> What is required
Rewrite every line of the records below as a numbered list, leaving out any blank lines.

> Supplied records
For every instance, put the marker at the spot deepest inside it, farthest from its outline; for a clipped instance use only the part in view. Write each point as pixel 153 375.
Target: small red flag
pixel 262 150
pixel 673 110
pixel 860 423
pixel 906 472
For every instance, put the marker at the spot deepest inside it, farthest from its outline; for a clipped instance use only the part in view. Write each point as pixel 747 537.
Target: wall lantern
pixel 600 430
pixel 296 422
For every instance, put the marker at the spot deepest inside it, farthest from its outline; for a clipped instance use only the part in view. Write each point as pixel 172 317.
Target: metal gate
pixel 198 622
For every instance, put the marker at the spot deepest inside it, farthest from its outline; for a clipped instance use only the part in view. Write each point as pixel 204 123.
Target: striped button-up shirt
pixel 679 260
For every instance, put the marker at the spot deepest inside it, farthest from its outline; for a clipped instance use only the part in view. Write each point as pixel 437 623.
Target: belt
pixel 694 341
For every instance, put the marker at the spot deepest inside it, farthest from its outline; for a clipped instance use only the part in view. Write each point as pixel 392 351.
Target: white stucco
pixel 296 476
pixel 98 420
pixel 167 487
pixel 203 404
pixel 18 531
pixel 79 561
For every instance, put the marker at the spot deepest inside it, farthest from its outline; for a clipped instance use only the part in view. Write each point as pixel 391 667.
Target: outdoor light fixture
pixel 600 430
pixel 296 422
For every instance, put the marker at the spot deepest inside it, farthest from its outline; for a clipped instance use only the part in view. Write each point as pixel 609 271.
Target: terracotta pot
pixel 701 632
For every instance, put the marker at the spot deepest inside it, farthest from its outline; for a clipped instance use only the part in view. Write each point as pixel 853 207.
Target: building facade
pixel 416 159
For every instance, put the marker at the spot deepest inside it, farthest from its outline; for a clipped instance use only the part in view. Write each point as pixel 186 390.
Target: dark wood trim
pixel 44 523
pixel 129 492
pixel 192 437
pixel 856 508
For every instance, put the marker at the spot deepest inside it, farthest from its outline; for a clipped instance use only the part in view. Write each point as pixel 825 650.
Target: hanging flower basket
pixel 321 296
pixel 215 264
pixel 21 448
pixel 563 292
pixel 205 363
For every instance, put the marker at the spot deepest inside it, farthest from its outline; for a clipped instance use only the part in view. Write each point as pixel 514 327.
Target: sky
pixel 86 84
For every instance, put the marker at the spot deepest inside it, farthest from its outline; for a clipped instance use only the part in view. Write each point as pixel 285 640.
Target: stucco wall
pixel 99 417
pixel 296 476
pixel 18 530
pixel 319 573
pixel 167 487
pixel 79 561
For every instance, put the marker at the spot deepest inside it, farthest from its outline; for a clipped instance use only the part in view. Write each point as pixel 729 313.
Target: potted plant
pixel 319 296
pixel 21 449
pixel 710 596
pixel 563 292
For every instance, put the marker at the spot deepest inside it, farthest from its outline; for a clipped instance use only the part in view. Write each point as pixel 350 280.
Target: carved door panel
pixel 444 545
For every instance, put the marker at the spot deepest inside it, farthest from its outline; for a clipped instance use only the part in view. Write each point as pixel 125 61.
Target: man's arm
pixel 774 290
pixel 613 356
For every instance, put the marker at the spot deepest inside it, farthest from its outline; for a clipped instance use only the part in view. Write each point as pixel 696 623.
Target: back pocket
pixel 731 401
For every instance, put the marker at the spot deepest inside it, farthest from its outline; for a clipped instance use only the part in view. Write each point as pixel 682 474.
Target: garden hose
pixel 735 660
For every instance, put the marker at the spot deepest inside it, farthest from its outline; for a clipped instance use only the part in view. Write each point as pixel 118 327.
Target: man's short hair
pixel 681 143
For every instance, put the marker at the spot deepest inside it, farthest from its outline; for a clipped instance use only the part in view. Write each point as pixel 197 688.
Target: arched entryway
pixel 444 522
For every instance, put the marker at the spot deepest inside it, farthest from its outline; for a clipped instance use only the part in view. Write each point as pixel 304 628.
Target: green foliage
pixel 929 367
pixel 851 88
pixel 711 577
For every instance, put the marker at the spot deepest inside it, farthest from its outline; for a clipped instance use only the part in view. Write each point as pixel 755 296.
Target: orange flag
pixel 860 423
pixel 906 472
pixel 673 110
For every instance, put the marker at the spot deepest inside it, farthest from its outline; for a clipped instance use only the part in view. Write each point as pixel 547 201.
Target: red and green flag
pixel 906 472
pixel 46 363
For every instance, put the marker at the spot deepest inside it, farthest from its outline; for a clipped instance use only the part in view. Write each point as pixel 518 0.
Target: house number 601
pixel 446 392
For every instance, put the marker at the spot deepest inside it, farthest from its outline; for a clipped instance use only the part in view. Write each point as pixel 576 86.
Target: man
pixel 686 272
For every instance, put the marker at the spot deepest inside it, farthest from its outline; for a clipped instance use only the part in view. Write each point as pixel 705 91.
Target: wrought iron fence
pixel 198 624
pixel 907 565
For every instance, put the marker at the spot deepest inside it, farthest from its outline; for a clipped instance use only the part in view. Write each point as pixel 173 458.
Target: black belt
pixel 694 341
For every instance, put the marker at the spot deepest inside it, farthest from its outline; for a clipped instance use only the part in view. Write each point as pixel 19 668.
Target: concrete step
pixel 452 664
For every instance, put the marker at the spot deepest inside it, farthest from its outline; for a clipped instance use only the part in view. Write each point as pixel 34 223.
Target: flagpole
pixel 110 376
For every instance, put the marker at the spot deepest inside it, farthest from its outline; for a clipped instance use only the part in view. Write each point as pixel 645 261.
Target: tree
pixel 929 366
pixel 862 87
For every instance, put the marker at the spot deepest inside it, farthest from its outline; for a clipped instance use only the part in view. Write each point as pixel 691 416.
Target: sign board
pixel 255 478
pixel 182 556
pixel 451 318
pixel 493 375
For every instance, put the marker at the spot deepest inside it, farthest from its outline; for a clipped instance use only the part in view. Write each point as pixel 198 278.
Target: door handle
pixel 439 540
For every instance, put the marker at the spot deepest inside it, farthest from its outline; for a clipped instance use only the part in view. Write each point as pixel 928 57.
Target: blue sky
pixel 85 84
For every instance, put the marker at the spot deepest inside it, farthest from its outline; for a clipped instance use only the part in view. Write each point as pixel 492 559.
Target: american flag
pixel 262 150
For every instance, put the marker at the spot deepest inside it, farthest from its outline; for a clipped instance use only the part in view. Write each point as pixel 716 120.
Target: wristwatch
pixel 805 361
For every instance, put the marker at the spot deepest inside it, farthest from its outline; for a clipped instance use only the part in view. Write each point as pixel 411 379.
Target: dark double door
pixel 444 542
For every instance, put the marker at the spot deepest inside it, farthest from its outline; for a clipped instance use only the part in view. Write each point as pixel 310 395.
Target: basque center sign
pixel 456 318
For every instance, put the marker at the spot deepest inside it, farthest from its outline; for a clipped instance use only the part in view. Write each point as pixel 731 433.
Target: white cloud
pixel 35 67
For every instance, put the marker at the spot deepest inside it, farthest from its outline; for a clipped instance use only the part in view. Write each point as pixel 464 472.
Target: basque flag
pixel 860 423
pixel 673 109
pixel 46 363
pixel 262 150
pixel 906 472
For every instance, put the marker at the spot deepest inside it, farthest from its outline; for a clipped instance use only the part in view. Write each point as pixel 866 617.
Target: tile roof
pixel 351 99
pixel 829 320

> Answer for the task
1. For every instance, put the marker at the spot deepest inside it, farthest from its outline; for a clipped instance use only the part in view. Write each point as pixel 153 375.
2. Target: small red flag
3. pixel 262 150
4. pixel 673 110
5. pixel 860 423
6. pixel 906 472
7. For every instance, put the marker at the spot deepest inside it, farthest from its outline; for a clipped instance use only the part in view. Write each point as pixel 747 537.
8. Target: wall lantern
9. pixel 600 430
10. pixel 296 422
11. For every instance, put the marker at the spot deepest inside it, farthest from its outline; for a clipped instance use only the part in view. Write each point as pixel 172 317.
12. Target: metal gate
13. pixel 198 622
14. For every instance, put the marker at the spot deepest inside it, farthest from its outline; for a clipped instance use only the part in view. Write each point as pixel 204 123.
15. Target: striped button-up shirt
16. pixel 679 260
17. For every instance, put the marker at the spot deepest inside it, farthest from its outline; for a clipped instance use only the part in view. Write each point as pixel 437 623.
18. Target: belt
19. pixel 694 341
20. For every instance, put the marker at the spot deepest inside it, farthest from its outline; for a clipped instance use only the part in view. Write each point as pixel 392 351.
21. Target: white stucco
22. pixel 296 476
23. pixel 98 420
24. pixel 167 487
25. pixel 203 404
26. pixel 18 531
27. pixel 79 561
28. For every instance, put the marker at the spot deepest inside it, farthest from its outline; for a clipped instance use only the part in view. Write each point as pixel 391 667.
29. Target: outdoor light fixture
30. pixel 600 430
31. pixel 296 422
32. For every instance, put the marker at the spot deepest inside it, farthest from its outline; for a clipped instance use only the part in view. Write each point as pixel 609 271.
33. Target: terracotta pot
34. pixel 701 632
35. For every instance, put the marker at the spot deepest inside it, farthest from its outline; for a clipped instance use only the part in view. Write each point as pixel 853 207.
36. Target: building facade
37. pixel 416 159
38. For every instance, put the marker at the spot deepest inside it, farthest from its outline; for a clipped instance use only the part in view. Write each point as pixel 186 390.
39. Target: dark wood trim
40. pixel 44 523
41. pixel 129 492
42. pixel 192 437
43. pixel 856 508
44. For every instance, put the marker at the spot deepest inside it, farthest from its outline; for a clipped instance use only the part in view. Write each point as pixel 825 650.
45. Target: hanging flower basket
46. pixel 321 296
47. pixel 215 264
48. pixel 21 448
49. pixel 563 292
50. pixel 205 363
51. For every instance, put the marker at the spot deepest inside it, farthest from its outline; for a clipped instance use only the part in view. Write each point as pixel 514 327.
52. Target: sky
53. pixel 86 84
54. For every instance, put the marker at the spot deepest inside it, farthest from its outline; for a clipped instance use only the part in view. Write each point as pixel 285 640.
55. Target: stucco wall
56. pixel 99 417
57. pixel 296 476
58. pixel 18 530
59. pixel 319 573
60. pixel 167 487
61. pixel 79 561
62. For every instance, put the marker at the spot deepest inside it, farthest from its outline; for a clipped instance use only the part in view. Write each point as pixel 729 313.
63. Target: potted plant
64. pixel 319 296
65. pixel 21 449
66. pixel 710 596
67. pixel 563 292
68. For every instance, put the marker at the spot deepest inside it, farthest from its outline; for a clipped instance use only the part in view. Write each point as pixel 350 280.
69. Target: carved door panel
70. pixel 444 545
71. For every instance, put the marker at the spot deepest inside it, farthest from its outline; for a clipped instance use only the part in view. Write each point as pixel 125 61.
72. Target: man's arm
73. pixel 774 290
74. pixel 613 356
75. For every instance, put the marker at the spot deepest inside it, farthest from its outline; for a clipped instance use only the part in view. Write each point as pixel 696 623.
76. Target: back pocket
77. pixel 731 401
78. For every instance, put the marker at the spot deepest inside it, farthest from its outline; for a clipped instance use only the part in view. Write each point as pixel 682 474.
79. Target: garden hose
80. pixel 735 660
81. For every instance, put the marker at the spot deepest inside it, farthest from its outline; for a clipped instance use only the part in view. Write each point as pixel 118 327.
82. Target: man's short hair
83. pixel 681 143
84. For every instance, put the marker at the spot deepest inside it, farthest from its outline; for a clipped instance use only the part in view. Write each point as pixel 197 688.
85. Target: arched entryway
86. pixel 444 522
87. For every instance, put the marker at the spot deepest inside it, farthest from its outline; for a clipped instance use only the part in view. Write each point as pixel 304 628.
88. Target: green foliage
89. pixel 929 367
90. pixel 851 88
91. pixel 711 577
92. For every instance, put the marker at the spot deepest inside it, farthest from its outline; for a clipped instance use only the part in view. Write each point as pixel 755 296.
93. Target: orange flag
94. pixel 860 423
95. pixel 906 472
96. pixel 673 110
97. For every instance, put the marker at the spot deepest inside it, farthest from its outline; for a clipped instance use only the part in view. Write each point as pixel 547 201.
98. Target: red and green flag
99. pixel 906 472
100. pixel 46 363
101. For every instance, put the marker at the spot deepest inside it, farthest from its outline; for a clipped instance use only the part in view. Write each point as pixel 518 0.
102. Target: house number 601
103. pixel 446 392
104. For every instance, put the marker at the spot deepest inside it, farthest from its outline; for a clipped instance use only the part in view. Write each point as pixel 576 86.
105. Target: man
106. pixel 686 272
107. For every instance, put the marker at the spot deepest inside it, farthest from its outline; for a clipped instance use only the part in view. Write each point as pixel 705 91.
108. Target: wrought iron fence
109. pixel 198 624
110. pixel 907 565
111. For every instance, put the marker at the spot deepest inside it, farthest from its outline; for a clipped instance use only the part in view. Write each point as pixel 173 458.
112. Target: black belt
113. pixel 694 341
114. For every instance, put the marker at the spot deepest inside it, farthest from its outline; for a clipped instance use only the part in view. Write each point as pixel 19 668.
115. Target: concrete step
116. pixel 452 664
117. For every instance, put the marker at the spot deepest inside it, farthest from its outline; for a clipped instance use only the part in view. Write each point as pixel 34 223.
118. Target: flagpole
119. pixel 110 376
120. For every instance, put the marker at the spot deepest inside it, farthest from its outline; for a clipped instance use only the part in view. Write each point as pixel 645 261.
121. Target: tree
122. pixel 929 366
123. pixel 862 87
124. For every instance, put the marker at the spot deepest inside it, farthest from its outline; for a clipped instance use only the part in view. Write each point as pixel 691 416.
125. Target: sign board
126. pixel 255 478
127. pixel 182 556
128. pixel 451 318
129. pixel 493 375
130. For every instance, put the marker at the spot deepest inside it, farthest from its outline; for a clipped instance use only the part in view. Write each point as pixel 198 278.
131. Target: door handle
132. pixel 439 540
133. For every instance, put the marker at the spot deepest inside it, farthest from its outline; for a clipped instance use only the part in view. Write each point as pixel 928 57.
134. Target: blue sky
135. pixel 85 84
136. For every instance, put the marker at the spot deepest inside it, farthest from its outline; for a clipped instance use only the part in view. Write each point as pixel 492 559.
137. Target: american flag
138. pixel 262 150
139. For every instance, put the marker at the spot deepest inside it, farthest from its outline; for a clipped instance use only the part in view. Write each point as pixel 716 120.
140. Target: wristwatch
141. pixel 805 361
142. For every instance, put the marker at the spot deepest inside it, farthest from its outline; for a clipped instance use only the part in view. Write each point as pixel 411 379.
143. Target: dark double door
144. pixel 444 542
145. For every instance, put the marker at the spot deepest inside it, farthest from its outline; for a clipped instance use only the part in view. Write each point as pixel 310 395.
146. Target: basque center sign
147. pixel 456 318
148. For every instance, put the marker at the spot deepest inside it, farthest from its outline; for a clipped instance use only the part in view. Write each point as pixel 731 433.
149. Target: white cloud
150. pixel 35 67
151. For every instance, put the marker at the spot deepest inside it, farthest from its outline; for a clipped instance use only the part in view. Write each point as pixel 464 472.
152. Target: basque flag
153. pixel 860 423
154. pixel 673 109
155. pixel 46 363
156. pixel 262 150
157. pixel 906 472
158. For every instance, put the marker at the spot deepest inside it, farthest from its outline; for a clipped instance use only the part in view. Write each point as pixel 866 617.
159. Target: tile roof
160. pixel 351 99
161. pixel 829 320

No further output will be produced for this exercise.